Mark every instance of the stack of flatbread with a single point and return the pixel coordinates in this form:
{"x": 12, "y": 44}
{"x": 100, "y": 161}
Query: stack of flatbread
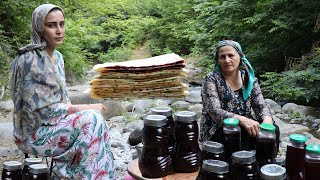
{"x": 155, "y": 77}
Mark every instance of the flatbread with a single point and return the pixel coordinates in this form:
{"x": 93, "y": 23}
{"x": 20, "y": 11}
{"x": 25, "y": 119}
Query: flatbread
{"x": 163, "y": 81}
{"x": 183, "y": 73}
{"x": 129, "y": 95}
{"x": 157, "y": 62}
{"x": 156, "y": 77}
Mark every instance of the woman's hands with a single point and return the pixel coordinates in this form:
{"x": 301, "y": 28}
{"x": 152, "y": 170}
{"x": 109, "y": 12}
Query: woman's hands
{"x": 81, "y": 107}
{"x": 250, "y": 125}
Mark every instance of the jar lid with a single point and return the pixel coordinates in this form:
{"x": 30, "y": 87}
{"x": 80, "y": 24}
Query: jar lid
{"x": 243, "y": 157}
{"x": 30, "y": 161}
{"x": 231, "y": 121}
{"x": 298, "y": 138}
{"x": 39, "y": 168}
{"x": 272, "y": 172}
{"x": 155, "y": 120}
{"x": 12, "y": 165}
{"x": 313, "y": 148}
{"x": 268, "y": 127}
{"x": 185, "y": 116}
{"x": 165, "y": 111}
{"x": 280, "y": 160}
{"x": 213, "y": 147}
{"x": 215, "y": 166}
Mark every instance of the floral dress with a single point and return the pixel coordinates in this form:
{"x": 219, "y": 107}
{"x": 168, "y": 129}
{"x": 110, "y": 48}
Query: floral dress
{"x": 220, "y": 102}
{"x": 78, "y": 143}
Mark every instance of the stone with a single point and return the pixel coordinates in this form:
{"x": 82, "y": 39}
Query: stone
{"x": 181, "y": 105}
{"x": 292, "y": 108}
{"x": 138, "y": 124}
{"x": 6, "y": 131}
{"x": 6, "y": 105}
{"x": 273, "y": 105}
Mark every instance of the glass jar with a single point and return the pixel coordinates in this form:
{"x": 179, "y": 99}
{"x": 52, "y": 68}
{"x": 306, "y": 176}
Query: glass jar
{"x": 27, "y": 163}
{"x": 295, "y": 156}
{"x": 244, "y": 166}
{"x": 312, "y": 162}
{"x": 186, "y": 157}
{"x": 211, "y": 150}
{"x": 266, "y": 145}
{"x": 213, "y": 170}
{"x": 272, "y": 172}
{"x": 281, "y": 161}
{"x": 167, "y": 111}
{"x": 155, "y": 161}
{"x": 232, "y": 137}
{"x": 12, "y": 170}
{"x": 39, "y": 172}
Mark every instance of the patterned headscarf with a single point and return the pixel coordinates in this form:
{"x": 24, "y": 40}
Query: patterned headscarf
{"x": 249, "y": 73}
{"x": 38, "y": 18}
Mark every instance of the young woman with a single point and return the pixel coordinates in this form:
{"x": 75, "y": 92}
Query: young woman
{"x": 45, "y": 121}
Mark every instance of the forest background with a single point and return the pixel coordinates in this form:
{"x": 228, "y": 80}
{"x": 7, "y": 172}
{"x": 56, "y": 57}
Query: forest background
{"x": 279, "y": 37}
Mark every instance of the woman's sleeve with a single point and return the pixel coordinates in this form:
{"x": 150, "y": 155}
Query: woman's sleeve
{"x": 259, "y": 105}
{"x": 62, "y": 73}
{"x": 211, "y": 101}
{"x": 43, "y": 92}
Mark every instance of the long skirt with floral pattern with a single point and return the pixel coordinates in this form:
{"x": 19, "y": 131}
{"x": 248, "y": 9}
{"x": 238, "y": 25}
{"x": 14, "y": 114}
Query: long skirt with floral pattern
{"x": 79, "y": 144}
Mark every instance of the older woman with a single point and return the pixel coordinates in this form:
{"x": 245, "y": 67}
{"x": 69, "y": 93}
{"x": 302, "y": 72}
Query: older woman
{"x": 45, "y": 121}
{"x": 231, "y": 91}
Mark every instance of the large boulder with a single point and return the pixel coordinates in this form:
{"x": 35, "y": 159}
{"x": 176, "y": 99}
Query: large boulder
{"x": 292, "y": 108}
{"x": 274, "y": 107}
{"x": 78, "y": 96}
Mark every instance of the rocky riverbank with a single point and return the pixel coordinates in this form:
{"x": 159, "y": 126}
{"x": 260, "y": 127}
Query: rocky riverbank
{"x": 125, "y": 116}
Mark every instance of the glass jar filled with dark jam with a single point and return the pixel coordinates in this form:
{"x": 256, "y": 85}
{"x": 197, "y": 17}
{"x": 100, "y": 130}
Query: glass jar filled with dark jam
{"x": 312, "y": 162}
{"x": 155, "y": 161}
{"x": 167, "y": 111}
{"x": 281, "y": 161}
{"x": 213, "y": 170}
{"x": 211, "y": 150}
{"x": 27, "y": 163}
{"x": 39, "y": 172}
{"x": 266, "y": 145}
{"x": 272, "y": 172}
{"x": 186, "y": 157}
{"x": 295, "y": 156}
{"x": 12, "y": 170}
{"x": 244, "y": 166}
{"x": 232, "y": 137}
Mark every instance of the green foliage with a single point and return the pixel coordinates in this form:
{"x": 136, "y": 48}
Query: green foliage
{"x": 268, "y": 31}
{"x": 301, "y": 86}
{"x": 172, "y": 30}
{"x": 295, "y": 114}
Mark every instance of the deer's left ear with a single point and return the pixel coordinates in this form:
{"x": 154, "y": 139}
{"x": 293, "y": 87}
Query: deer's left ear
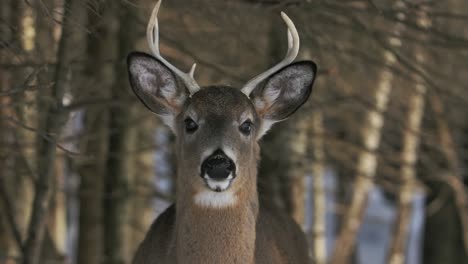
{"x": 283, "y": 93}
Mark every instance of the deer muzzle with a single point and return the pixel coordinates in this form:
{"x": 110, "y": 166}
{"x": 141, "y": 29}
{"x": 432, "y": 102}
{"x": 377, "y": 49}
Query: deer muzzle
{"x": 218, "y": 170}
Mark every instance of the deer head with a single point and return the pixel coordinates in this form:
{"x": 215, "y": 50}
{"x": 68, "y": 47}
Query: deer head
{"x": 218, "y": 127}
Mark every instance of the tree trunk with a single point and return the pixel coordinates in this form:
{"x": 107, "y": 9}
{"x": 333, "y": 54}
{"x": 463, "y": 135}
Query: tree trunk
{"x": 102, "y": 49}
{"x": 297, "y": 171}
{"x": 142, "y": 202}
{"x": 367, "y": 160}
{"x": 53, "y": 122}
{"x": 319, "y": 199}
{"x": 408, "y": 167}
{"x": 120, "y": 163}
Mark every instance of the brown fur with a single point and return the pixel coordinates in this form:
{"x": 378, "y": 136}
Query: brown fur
{"x": 247, "y": 231}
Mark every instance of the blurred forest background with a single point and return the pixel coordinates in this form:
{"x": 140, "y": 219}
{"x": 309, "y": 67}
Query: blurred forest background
{"x": 374, "y": 167}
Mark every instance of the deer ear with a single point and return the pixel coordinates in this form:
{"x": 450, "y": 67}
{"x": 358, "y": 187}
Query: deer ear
{"x": 283, "y": 93}
{"x": 156, "y": 86}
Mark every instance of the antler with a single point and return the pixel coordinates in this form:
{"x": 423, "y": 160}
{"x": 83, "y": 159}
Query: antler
{"x": 293, "y": 49}
{"x": 152, "y": 35}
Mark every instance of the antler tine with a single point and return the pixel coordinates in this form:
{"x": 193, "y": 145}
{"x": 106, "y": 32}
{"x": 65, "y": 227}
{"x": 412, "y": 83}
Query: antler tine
{"x": 293, "y": 49}
{"x": 152, "y": 35}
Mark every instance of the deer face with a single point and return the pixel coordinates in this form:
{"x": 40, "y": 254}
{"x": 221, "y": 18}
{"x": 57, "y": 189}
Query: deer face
{"x": 217, "y": 128}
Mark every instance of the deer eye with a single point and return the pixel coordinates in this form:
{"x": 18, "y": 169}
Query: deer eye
{"x": 246, "y": 127}
{"x": 190, "y": 125}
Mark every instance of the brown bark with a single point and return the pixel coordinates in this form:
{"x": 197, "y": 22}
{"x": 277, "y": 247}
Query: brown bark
{"x": 120, "y": 162}
{"x": 142, "y": 201}
{"x": 297, "y": 171}
{"x": 92, "y": 168}
{"x": 53, "y": 122}
{"x": 367, "y": 159}
{"x": 319, "y": 198}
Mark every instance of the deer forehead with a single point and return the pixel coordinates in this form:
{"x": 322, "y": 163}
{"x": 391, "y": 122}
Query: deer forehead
{"x": 221, "y": 104}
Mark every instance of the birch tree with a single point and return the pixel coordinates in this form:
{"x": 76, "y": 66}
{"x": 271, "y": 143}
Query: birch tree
{"x": 409, "y": 155}
{"x": 367, "y": 160}
{"x": 53, "y": 123}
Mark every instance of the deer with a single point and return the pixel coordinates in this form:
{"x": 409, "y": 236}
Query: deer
{"x": 218, "y": 216}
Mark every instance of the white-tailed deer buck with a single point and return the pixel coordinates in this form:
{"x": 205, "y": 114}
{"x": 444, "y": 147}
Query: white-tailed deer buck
{"x": 217, "y": 217}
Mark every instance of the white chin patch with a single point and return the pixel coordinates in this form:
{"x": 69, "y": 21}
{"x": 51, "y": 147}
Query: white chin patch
{"x": 218, "y": 185}
{"x": 211, "y": 199}
{"x": 217, "y": 195}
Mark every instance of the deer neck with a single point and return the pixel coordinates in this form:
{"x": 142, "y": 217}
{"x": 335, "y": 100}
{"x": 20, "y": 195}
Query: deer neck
{"x": 207, "y": 234}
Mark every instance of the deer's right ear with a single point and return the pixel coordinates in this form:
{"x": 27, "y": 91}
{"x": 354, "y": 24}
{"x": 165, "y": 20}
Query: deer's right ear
{"x": 156, "y": 86}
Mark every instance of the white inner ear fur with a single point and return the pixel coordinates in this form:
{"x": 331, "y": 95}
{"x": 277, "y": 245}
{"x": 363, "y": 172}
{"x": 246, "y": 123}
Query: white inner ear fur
{"x": 168, "y": 119}
{"x": 265, "y": 126}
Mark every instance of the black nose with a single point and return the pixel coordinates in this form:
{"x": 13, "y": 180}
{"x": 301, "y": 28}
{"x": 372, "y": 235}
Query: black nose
{"x": 218, "y": 166}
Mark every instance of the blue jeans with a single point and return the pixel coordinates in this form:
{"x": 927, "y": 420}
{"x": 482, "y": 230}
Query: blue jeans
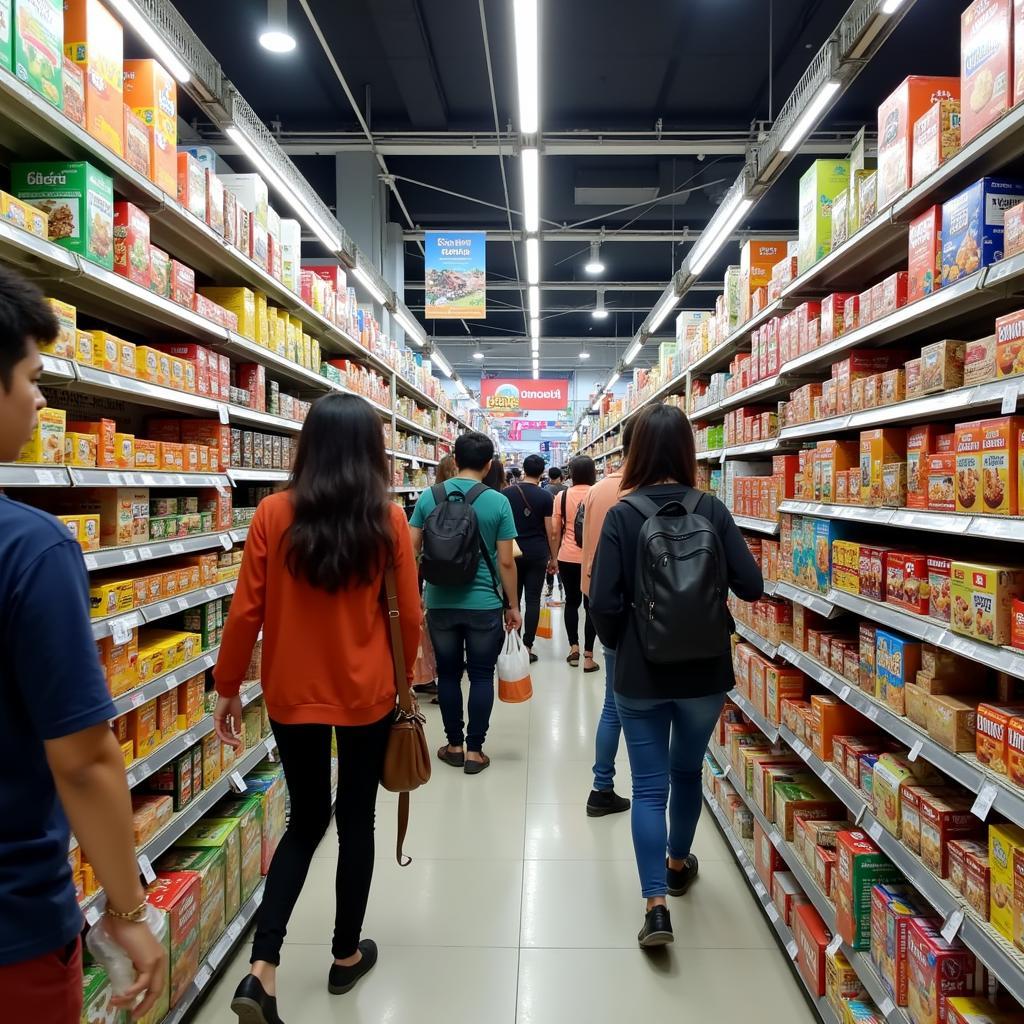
{"x": 666, "y": 738}
{"x": 471, "y": 640}
{"x": 608, "y": 730}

* * * * * * *

— STATED EXERCISE —
Starting at the line that contains "Mark every instance of the birch", extract each line through the last line of the material exactly as written, and include no pictures.

— THE ANSWER —
Mark every instance of the birch tree with a single point and return the pixel coordinates in this form:
{"x": 76, "y": 66}
{"x": 271, "y": 143}
Query: birch tree
{"x": 409, "y": 155}
{"x": 367, "y": 160}
{"x": 53, "y": 123}
Mark every instance of the deer with a single point and return the pixel coordinates in this form:
{"x": 409, "y": 236}
Query: deer
{"x": 218, "y": 216}
Mark every instance of the white-tailed deer buck with a single point and return the pixel coordinates in this form:
{"x": 205, "y": 114}
{"x": 444, "y": 147}
Query: white-tailed deer buck
{"x": 217, "y": 217}
Mark every instance of the white chin patch with a single point and return the pixel coordinates in this form:
{"x": 69, "y": 21}
{"x": 51, "y": 147}
Query: white chin patch
{"x": 218, "y": 185}
{"x": 211, "y": 199}
{"x": 217, "y": 195}
Mark every instance of the deer neck with a single point and return the pixel coordinates in this form:
{"x": 142, "y": 217}
{"x": 335, "y": 100}
{"x": 20, "y": 195}
Query: deer neck
{"x": 207, "y": 234}
Mark every instance of the deer's right ear with a single point and return the pixel coordinates in this form:
{"x": 27, "y": 91}
{"x": 354, "y": 24}
{"x": 165, "y": 20}
Query: deer's right ear
{"x": 156, "y": 86}
Mark every instance of the white inner ear fur with a single point and return the pixel coordinates in this form:
{"x": 331, "y": 95}
{"x": 277, "y": 245}
{"x": 363, "y": 172}
{"x": 246, "y": 123}
Query: white inner ear fur
{"x": 168, "y": 119}
{"x": 265, "y": 126}
Mark every instance of the black nose with a single point and return the pixel coordinates in this form:
{"x": 13, "y": 180}
{"x": 301, "y": 28}
{"x": 372, "y": 235}
Query: black nose
{"x": 218, "y": 166}
Mark every instance of the blue jeans with a single point and return the pixel coordinates in this form:
{"x": 927, "y": 420}
{"x": 482, "y": 230}
Query: blue jeans
{"x": 666, "y": 738}
{"x": 471, "y": 640}
{"x": 608, "y": 730}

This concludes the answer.